Source records:

-.-.-

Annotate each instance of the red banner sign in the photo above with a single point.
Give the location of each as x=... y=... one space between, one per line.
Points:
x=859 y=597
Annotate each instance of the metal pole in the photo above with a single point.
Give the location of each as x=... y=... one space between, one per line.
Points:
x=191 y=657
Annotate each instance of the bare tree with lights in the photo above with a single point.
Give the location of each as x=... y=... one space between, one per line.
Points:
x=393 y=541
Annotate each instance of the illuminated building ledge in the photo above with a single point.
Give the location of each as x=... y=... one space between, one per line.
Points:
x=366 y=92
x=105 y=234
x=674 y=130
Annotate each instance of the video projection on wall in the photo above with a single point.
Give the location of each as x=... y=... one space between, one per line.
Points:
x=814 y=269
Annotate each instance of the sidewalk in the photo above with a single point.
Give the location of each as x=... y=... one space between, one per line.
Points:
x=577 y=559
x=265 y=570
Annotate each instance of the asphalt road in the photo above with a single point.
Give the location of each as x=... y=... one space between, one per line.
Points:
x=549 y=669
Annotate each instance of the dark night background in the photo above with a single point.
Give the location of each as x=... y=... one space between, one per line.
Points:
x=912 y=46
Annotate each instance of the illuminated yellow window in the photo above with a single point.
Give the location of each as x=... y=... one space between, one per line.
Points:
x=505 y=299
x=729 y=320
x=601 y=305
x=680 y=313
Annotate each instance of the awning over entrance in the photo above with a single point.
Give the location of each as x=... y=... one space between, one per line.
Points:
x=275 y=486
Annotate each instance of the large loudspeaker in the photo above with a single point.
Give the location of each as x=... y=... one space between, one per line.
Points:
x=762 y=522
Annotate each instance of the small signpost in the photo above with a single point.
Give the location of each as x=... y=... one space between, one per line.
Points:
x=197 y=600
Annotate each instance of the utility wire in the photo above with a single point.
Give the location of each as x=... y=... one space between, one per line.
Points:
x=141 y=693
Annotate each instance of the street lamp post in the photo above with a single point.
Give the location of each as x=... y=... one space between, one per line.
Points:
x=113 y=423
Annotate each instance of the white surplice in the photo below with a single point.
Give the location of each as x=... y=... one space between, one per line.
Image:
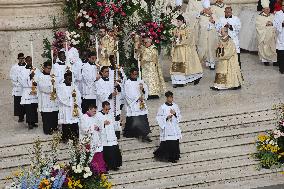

-.-.-

• Instructions to follow:
Filter the records above for lines containing the word "illuminated", and copy those lines.

• Exercise answer:
Annotate each instance of the illuminated building ledge in the photo above with a single point.
Annotate each instance of the illuminated yellow window in the photo above with a single point.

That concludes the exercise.